一日はおかしな引き落としがないか様子を見なさいと言われ退散。

そして翌朝一番、3度目の正直で書類作成と相成りました。

 

警察のお兄さんが英語ができたことと、

日本を旅行したことがあるとか、

お好み焼きが好きだとか言っていて、

警察で「間抜けな日本人」として馬鹿にされるのでは

と思っていた私はやや癒されて。

 

友人から聞いた話では、

・その路線のバスにはスリが常駐している。

・本当は財布よりiPhoneがほしいらしい。

・娘の学校の父兄が何人もiPhoneや財布をすられている

 

後日、法廷通訳として警察にもよく出入りしている

フランス語の先生に話したところ、

・組織犯罪で犯人はひとりではない

・おそらくATMで下したところを見られて、つけられたか、

 別のバス停付近のメンバーに知らされて実行された

・路上でも、バス内でも、触れ合ってないとなると、

 バスに乗り込むとき、両手でベビーカーを押し上げているときに

 一緒に乗り込みながら財布を抜いた。

・思ったより金額が少ない!って犯人は思ってるかもって(おいおい笑)

という総括でした。

 

犯人の顔を知らないから警察にそれも言ったのですが、

思えば3人くらいの若い男性が乗ったと思ったらすぐ降りてしまって、

??なんでだろう、とは思ったんだった。

> 抽出した情報
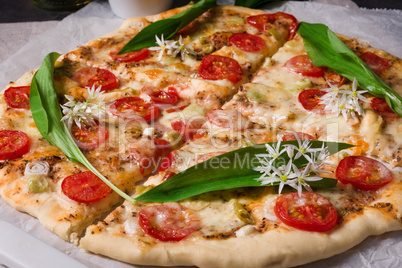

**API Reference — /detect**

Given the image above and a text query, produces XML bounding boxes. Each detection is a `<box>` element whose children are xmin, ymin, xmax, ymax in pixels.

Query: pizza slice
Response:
<box><xmin>223</xmin><ymin>35</ymin><xmax>402</xmax><ymax>166</ymax></box>
<box><xmin>0</xmin><ymin>72</ymin><xmax>146</xmax><ymax>243</ymax></box>
<box><xmin>80</xmin><ymin>126</ymin><xmax>402</xmax><ymax>267</ymax></box>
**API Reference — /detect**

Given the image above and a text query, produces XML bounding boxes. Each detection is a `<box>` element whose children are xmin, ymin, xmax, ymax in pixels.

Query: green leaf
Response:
<box><xmin>29</xmin><ymin>52</ymin><xmax>135</xmax><ymax>202</ymax></box>
<box><xmin>136</xmin><ymin>141</ymin><xmax>353</xmax><ymax>202</ymax></box>
<box><xmin>118</xmin><ymin>0</ymin><xmax>216</xmax><ymax>54</ymax></box>
<box><xmin>235</xmin><ymin>0</ymin><xmax>283</xmax><ymax>8</ymax></box>
<box><xmin>298</xmin><ymin>22</ymin><xmax>402</xmax><ymax>116</ymax></box>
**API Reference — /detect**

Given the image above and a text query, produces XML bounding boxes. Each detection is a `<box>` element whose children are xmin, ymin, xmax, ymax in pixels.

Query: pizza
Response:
<box><xmin>0</xmin><ymin>2</ymin><xmax>402</xmax><ymax>267</ymax></box>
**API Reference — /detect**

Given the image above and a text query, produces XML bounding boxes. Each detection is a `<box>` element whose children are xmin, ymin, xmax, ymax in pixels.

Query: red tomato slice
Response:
<box><xmin>110</xmin><ymin>97</ymin><xmax>159</xmax><ymax>122</ymax></box>
<box><xmin>138</xmin><ymin>203</ymin><xmax>200</xmax><ymax>242</ymax></box>
<box><xmin>198</xmin><ymin>55</ymin><xmax>243</xmax><ymax>84</ymax></box>
<box><xmin>4</xmin><ymin>86</ymin><xmax>31</xmax><ymax>109</ymax></box>
<box><xmin>158</xmin><ymin>151</ymin><xmax>176</xmax><ymax>172</ymax></box>
<box><xmin>247</xmin><ymin>12</ymin><xmax>299</xmax><ymax>40</ymax></box>
<box><xmin>71</xmin><ymin>121</ymin><xmax>109</xmax><ymax>149</ymax></box>
<box><xmin>282</xmin><ymin>132</ymin><xmax>317</xmax><ymax>141</ymax></box>
<box><xmin>324</xmin><ymin>71</ymin><xmax>346</xmax><ymax>88</ymax></box>
<box><xmin>274</xmin><ymin>192</ymin><xmax>338</xmax><ymax>232</ymax></box>
<box><xmin>335</xmin><ymin>155</ymin><xmax>394</xmax><ymax>191</ymax></box>
<box><xmin>207</xmin><ymin>109</ymin><xmax>251</xmax><ymax>131</ymax></box>
<box><xmin>61</xmin><ymin>171</ymin><xmax>112</xmax><ymax>204</ymax></box>
<box><xmin>298</xmin><ymin>89</ymin><xmax>327</xmax><ymax>114</ymax></box>
<box><xmin>370</xmin><ymin>98</ymin><xmax>399</xmax><ymax>119</ymax></box>
<box><xmin>229</xmin><ymin>33</ymin><xmax>266</xmax><ymax>52</ymax></box>
<box><xmin>0</xmin><ymin>130</ymin><xmax>31</xmax><ymax>160</ymax></box>
<box><xmin>285</xmin><ymin>55</ymin><xmax>324</xmax><ymax>77</ymax></box>
<box><xmin>360</xmin><ymin>52</ymin><xmax>390</xmax><ymax>75</ymax></box>
<box><xmin>72</xmin><ymin>67</ymin><xmax>119</xmax><ymax>91</ymax></box>
<box><xmin>109</xmin><ymin>48</ymin><xmax>149</xmax><ymax>62</ymax></box>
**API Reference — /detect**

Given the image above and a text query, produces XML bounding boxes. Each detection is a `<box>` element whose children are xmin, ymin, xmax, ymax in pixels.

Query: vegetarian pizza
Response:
<box><xmin>0</xmin><ymin>0</ymin><xmax>402</xmax><ymax>267</ymax></box>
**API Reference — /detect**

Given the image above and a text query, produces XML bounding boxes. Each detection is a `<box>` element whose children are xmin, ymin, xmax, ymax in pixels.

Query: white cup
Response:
<box><xmin>109</xmin><ymin>0</ymin><xmax>172</xmax><ymax>19</ymax></box>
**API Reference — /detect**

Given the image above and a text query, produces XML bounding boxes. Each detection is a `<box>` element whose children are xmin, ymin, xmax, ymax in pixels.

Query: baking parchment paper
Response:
<box><xmin>0</xmin><ymin>0</ymin><xmax>402</xmax><ymax>268</ymax></box>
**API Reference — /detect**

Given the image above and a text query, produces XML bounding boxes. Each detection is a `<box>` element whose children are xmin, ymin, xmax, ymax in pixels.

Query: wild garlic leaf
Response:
<box><xmin>29</xmin><ymin>52</ymin><xmax>135</xmax><ymax>202</ymax></box>
<box><xmin>135</xmin><ymin>141</ymin><xmax>353</xmax><ymax>202</ymax></box>
<box><xmin>118</xmin><ymin>0</ymin><xmax>216</xmax><ymax>54</ymax></box>
<box><xmin>298</xmin><ymin>22</ymin><xmax>402</xmax><ymax>116</ymax></box>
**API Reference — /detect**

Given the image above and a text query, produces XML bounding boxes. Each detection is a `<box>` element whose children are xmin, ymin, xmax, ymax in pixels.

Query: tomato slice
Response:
<box><xmin>274</xmin><ymin>192</ymin><xmax>338</xmax><ymax>232</ymax></box>
<box><xmin>158</xmin><ymin>151</ymin><xmax>176</xmax><ymax>172</ymax></box>
<box><xmin>138</xmin><ymin>203</ymin><xmax>200</xmax><ymax>242</ymax></box>
<box><xmin>109</xmin><ymin>47</ymin><xmax>149</xmax><ymax>62</ymax></box>
<box><xmin>360</xmin><ymin>52</ymin><xmax>390</xmax><ymax>75</ymax></box>
<box><xmin>247</xmin><ymin>12</ymin><xmax>299</xmax><ymax>40</ymax></box>
<box><xmin>207</xmin><ymin>109</ymin><xmax>251</xmax><ymax>131</ymax></box>
<box><xmin>298</xmin><ymin>89</ymin><xmax>328</xmax><ymax>114</ymax></box>
<box><xmin>335</xmin><ymin>155</ymin><xmax>394</xmax><ymax>191</ymax></box>
<box><xmin>61</xmin><ymin>171</ymin><xmax>112</xmax><ymax>204</ymax></box>
<box><xmin>198</xmin><ymin>55</ymin><xmax>243</xmax><ymax>84</ymax></box>
<box><xmin>71</xmin><ymin>121</ymin><xmax>109</xmax><ymax>149</ymax></box>
<box><xmin>370</xmin><ymin>98</ymin><xmax>399</xmax><ymax>119</ymax></box>
<box><xmin>72</xmin><ymin>67</ymin><xmax>119</xmax><ymax>91</ymax></box>
<box><xmin>4</xmin><ymin>86</ymin><xmax>31</xmax><ymax>109</ymax></box>
<box><xmin>282</xmin><ymin>132</ymin><xmax>317</xmax><ymax>141</ymax></box>
<box><xmin>0</xmin><ymin>130</ymin><xmax>31</xmax><ymax>160</ymax></box>
<box><xmin>285</xmin><ymin>55</ymin><xmax>324</xmax><ymax>77</ymax></box>
<box><xmin>324</xmin><ymin>70</ymin><xmax>346</xmax><ymax>88</ymax></box>
<box><xmin>229</xmin><ymin>33</ymin><xmax>266</xmax><ymax>52</ymax></box>
<box><xmin>109</xmin><ymin>97</ymin><xmax>159</xmax><ymax>122</ymax></box>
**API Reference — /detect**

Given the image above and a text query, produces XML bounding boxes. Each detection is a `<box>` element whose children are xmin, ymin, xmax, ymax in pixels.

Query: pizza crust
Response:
<box><xmin>80</xmin><ymin>208</ymin><xmax>402</xmax><ymax>268</ymax></box>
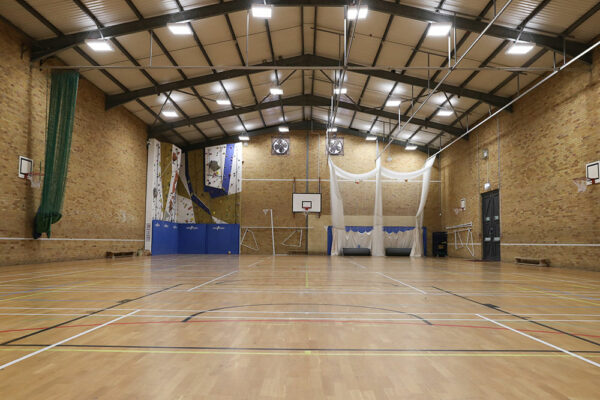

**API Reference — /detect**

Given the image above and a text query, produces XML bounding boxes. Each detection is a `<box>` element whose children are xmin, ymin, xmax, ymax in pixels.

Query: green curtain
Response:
<box><xmin>33</xmin><ymin>71</ymin><xmax>79</xmax><ymax>239</ymax></box>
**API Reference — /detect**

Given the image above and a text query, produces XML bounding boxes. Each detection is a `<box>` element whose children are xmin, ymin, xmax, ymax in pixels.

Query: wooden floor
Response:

> 作業の要件
- 1) 提供された文章で、警察のお兄さんが好きだと言っていた食べ物は何ですか。
- 2) 提供された文章のうち、「フランス語の先生に話したところ、」で始まり「一緒に乗り込みながら財布を抜いた。」で終わる部分を一字一句変えずに書き写してください。
項目はこの作業とは関係ありません。

> 演習の解答
- 1) お好み焼きです。

- 2)
フランス語の先生に話したところ、

・組織犯罪で犯人はひとりではない

・おそらくATMで下したところを見られて、つけられたか、

 別のバス停付近のメンバーに知らされて実行された

・路上でも、バス内でも、触れ合ってないとなると、

 バスに乗り込むとき、両手でベビーカーを押し上げているときに

 一緒に乗り込みながら財布を抜いた。